**Input for this task**
= = = =

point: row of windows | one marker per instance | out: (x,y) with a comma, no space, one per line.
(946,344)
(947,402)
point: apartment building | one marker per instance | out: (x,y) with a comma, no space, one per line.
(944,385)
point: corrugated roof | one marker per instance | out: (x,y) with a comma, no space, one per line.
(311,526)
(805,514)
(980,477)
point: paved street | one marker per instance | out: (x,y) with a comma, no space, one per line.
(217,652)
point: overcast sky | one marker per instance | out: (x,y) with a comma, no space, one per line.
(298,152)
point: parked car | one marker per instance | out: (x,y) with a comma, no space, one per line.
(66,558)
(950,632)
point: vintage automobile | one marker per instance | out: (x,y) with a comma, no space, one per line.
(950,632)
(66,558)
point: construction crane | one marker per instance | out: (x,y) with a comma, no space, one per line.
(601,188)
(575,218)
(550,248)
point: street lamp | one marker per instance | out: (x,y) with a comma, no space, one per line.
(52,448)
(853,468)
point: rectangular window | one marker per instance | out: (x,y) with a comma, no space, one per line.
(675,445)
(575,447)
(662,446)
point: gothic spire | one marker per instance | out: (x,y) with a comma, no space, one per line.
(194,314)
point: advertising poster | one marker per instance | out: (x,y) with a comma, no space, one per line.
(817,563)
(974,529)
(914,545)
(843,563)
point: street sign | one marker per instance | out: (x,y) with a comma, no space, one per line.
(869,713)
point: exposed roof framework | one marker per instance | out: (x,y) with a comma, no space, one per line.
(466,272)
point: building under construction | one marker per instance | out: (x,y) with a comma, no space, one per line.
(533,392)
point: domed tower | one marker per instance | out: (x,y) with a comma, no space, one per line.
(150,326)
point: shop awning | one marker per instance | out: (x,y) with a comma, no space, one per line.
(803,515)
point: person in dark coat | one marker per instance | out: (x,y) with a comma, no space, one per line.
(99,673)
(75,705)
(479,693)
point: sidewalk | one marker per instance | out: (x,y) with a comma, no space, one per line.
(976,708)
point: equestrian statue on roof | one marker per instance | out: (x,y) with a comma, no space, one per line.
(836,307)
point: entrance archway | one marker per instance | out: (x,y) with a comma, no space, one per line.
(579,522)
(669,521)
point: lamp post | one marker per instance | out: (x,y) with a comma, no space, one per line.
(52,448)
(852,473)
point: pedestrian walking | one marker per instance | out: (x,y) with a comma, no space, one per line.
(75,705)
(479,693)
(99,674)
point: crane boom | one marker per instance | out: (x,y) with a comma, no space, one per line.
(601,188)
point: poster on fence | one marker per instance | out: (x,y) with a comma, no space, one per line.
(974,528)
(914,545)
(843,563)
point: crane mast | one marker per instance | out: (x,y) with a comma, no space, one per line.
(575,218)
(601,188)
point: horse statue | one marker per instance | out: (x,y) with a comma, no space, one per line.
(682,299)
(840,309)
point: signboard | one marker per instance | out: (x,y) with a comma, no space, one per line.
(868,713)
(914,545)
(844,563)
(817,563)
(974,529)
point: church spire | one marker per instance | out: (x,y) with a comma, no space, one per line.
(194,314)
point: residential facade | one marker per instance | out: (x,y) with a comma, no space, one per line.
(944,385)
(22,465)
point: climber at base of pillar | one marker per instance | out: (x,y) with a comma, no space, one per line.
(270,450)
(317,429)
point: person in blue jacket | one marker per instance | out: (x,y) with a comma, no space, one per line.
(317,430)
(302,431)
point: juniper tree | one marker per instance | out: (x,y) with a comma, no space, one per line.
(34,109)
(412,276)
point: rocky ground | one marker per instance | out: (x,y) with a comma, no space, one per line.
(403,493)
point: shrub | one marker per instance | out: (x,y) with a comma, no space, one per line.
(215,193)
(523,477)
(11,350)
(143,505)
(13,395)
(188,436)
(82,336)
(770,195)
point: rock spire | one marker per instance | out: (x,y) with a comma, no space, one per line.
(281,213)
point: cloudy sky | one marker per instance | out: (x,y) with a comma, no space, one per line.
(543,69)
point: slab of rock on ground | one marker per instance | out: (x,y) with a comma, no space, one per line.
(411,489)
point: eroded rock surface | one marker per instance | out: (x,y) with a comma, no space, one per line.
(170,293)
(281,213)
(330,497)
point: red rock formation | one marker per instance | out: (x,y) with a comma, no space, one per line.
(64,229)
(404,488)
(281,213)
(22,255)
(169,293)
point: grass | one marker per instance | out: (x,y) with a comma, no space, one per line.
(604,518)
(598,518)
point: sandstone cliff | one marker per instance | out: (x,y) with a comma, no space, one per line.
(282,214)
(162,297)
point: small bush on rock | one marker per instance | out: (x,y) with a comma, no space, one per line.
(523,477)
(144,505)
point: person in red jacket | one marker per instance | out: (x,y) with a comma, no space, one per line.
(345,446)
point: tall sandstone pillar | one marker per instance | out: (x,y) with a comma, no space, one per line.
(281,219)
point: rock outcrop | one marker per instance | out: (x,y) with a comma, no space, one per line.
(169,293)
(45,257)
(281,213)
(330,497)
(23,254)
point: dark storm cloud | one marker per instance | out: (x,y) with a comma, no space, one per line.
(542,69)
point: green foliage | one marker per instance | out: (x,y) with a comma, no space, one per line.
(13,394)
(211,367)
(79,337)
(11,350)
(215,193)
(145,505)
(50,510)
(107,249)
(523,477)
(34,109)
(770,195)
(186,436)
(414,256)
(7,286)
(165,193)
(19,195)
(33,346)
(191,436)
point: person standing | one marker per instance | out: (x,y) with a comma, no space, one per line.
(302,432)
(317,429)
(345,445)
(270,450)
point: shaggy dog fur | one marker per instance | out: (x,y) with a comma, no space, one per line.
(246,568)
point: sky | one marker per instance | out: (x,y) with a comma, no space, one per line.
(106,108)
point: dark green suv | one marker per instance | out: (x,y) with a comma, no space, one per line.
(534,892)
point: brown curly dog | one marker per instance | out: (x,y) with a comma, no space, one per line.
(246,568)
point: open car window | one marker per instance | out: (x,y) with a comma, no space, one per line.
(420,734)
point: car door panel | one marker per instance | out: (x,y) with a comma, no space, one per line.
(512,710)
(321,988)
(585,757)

= = = =

Write the lines out exactly, from the one with "point: dark green" down to the last line of the listing, and leave out all others.

point: dark green suv | one marker per instance | out: (x,y) with a comma, no space, one per line.
(534,892)
point: brown curly dog | one marker per instance | out: (x,y) with a comma, no space, one per line.
(246,568)
point: open car window | one marker per instance | out: (x,y) with a comma, no space, one per line.
(420,734)
point: car door panel | one marker per instance | out: (x,y) with a comma, no space, one per line.
(512,710)
(321,988)
(585,757)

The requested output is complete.